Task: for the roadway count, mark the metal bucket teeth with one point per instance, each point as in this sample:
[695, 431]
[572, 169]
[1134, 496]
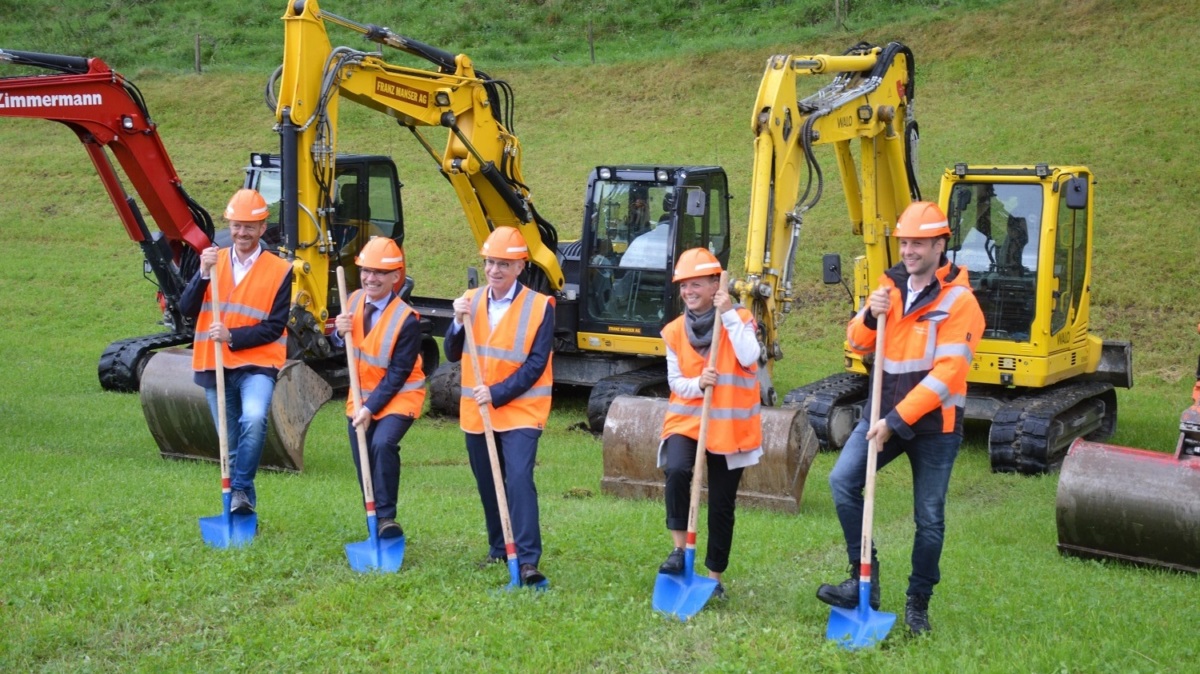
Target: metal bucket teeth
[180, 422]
○ ○ ○ ○
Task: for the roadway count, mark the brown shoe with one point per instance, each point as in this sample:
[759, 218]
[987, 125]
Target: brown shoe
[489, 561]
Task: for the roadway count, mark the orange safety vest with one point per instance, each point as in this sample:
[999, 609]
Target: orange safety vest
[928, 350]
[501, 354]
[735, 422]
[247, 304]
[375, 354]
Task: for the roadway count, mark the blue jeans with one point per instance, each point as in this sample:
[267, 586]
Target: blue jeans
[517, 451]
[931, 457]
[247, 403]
○ ○ ○ ○
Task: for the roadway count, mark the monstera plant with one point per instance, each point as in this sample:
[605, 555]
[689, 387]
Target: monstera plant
○ ○ ○ ○
What is needed is each line from the records with the word "count" in it.

ANSWER TO THIS EXERCISE:
Task: for the roadway count, mark the metal bucket teeth with one point per instance, each point as in this sample:
Task: for the roadway count, mark the brown shoe with one point per instance, each point as in this sample:
Task: for the roadway count, mark the orange safety vest with one point per instance, each point as in this sample:
Task: for the roadway count, mark the blue jeans with one point per instance, each point as in this sample:
Task: for the roadway count, mark the monstera plant with one point per instance, each point as in this sample:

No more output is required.